• **Extrait**
-----

Dans le cadre de la Semaine du Développement Durable, une table ronde a eu lieu le 5 juin après-midi, à la Cité du Développement Durable, et a réuni l’ATIBT, Commerce Equitable France, et Kinomé.

Notre association a participé à cette table ronde, pour continuer de capitaliser sur les travaux menés dans le domaine de l’agroforesterie (projet du FFEM), et qui ont fait notamment l’objet d’une communication il y a peu de temps au Congrès Agroforestier Mondial de Montpellier.

Au cours de cette table ronde, Kinomé a fait état des difficultés concernant le développement du cacao, notamment pour ce qui concerne les pratiques non durables, tout en soulignant qu’il en va de l’intérêt de tous d’avoir une production de cacao durable, compte tenu de l’évolution constante de sa consommation au niveau mondial.

En Afrique de l’Ouest, un constat évident est fait quant à la perte de couvert forestier en lien étroit avec le développement du cacao.

En Afrique centrale, la situation est bien différente car le couvert forestier reste important, mais des activités de complément sont nécessaires pour les communautés locales et pour la production de denrées alimentaires exportable, tout en permettant la diversification du modèle des concessions.

Même si l’agroforesterie est un outil parmi d’autres et ne prétend pas tout résoudre, celle-ci constitue une belle opportunité du fait de la résilience que son modèle peut permettre. Les climatologues prédisent en effet un avenir difficile pour la filière cacao si rien n’est fait au cours des prochaines années. Les conclusions lors du congrès de Montpellier ont mis en alerte les partenaires de la filière.

D’un autre côté, le monde forestier est en réalité très proche de la filière cacao, et à l’heure où la gestion durable doit être plus que jamais à l’ordre du jour, forêt et cacao peuvent se retrouver.

En effet, le modèle des concessions certifiées est aujourd’hui en difficulté, le marché ne permettant pas de le pérenniser. Dans ce contexte, l’agroforesterie pourrait être une opportunité d’avenir pour fournir tout à la fois une diversification à certaines concessions, une possibilité de fournir du bois d’œuvre mais également d’autres services sociaux et environnementaux.

Le rapprochement forêt et cacao est donc nécessaire dans chacun des deux cas, en « introduisant la forêt dans les cacaoyères » pour ce qui est l’Afrique de l’Ouest, ou en « introduisant le cacao dans les forêts dégradées » du bassin du Congo.

L’association cacao-bois d’œuvre est donc une démarche territoriale qui semble évidente et intéressante pour les différentes parties prenantes d’un tel modèle.

Cette approche permet également de retrouver des savoir-faire en matière de culture de cacao sous ombrage, qui ont été quelque peu oubliés tout en restant largement valables.

-----

• **Matériel**
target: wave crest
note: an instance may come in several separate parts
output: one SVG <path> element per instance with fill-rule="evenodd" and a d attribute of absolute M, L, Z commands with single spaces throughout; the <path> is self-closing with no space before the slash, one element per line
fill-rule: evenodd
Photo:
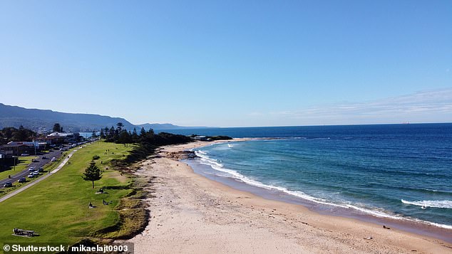
<path fill-rule="evenodd" d="M 409 205 L 452 209 L 452 201 L 451 200 L 423 200 L 419 201 L 408 201 L 402 199 L 401 201 L 402 203 Z"/>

-----

• **Votre tâche**
Poursuivez le compte rendu de la table ronde sur le cacao et l'agroforesterie à partir de sa dernière phrase. Les enregistrements constituent un matériau à part.

• **Réponse**
Commerce Equitable France a évoqué un cas développé en Côte d’Ivoire, où l’agroforesterie en est à ses débuts. Certaines organisations paysannes initient des expériences agroforestières, comme avant elles d’autres organisations situées dans les pays andins, pour faire face à des enjeux sociaux et environnementaux liés à la culture du cacao. Les résultats sont d’autant plus prometteurs que les rendements sont supérieurs aux moyennes enregistrées au milieu paysan, la résistance à la sécheresse semble meilleure et les taux de survie des cacaoyers et des arbres, sont également très bons. Tous ces résultats sont d’autant plus notables que les organisations de producteurs sont solides et bien organisées. Dans le cas de la Côte d’Ivoire, une coopérative (CAMAYE) a initié avec le programme Equité un projet qui a plusieurs buts (a) structurer les organisations de producteurs, (b) Renforcer les réseaux d’acteurs et (c) Utiliser le potentiel du commerce équitable.

Toujours en Côte d’Ivoire, une autre initiative a été lancée par Cémoi, à savoir le projet « Cacao ami de la forêt ». La société Tranchivoire, membre de l’ATIBT, a également lancé des activités pour stimuler le développement du Cacao sous ombrage.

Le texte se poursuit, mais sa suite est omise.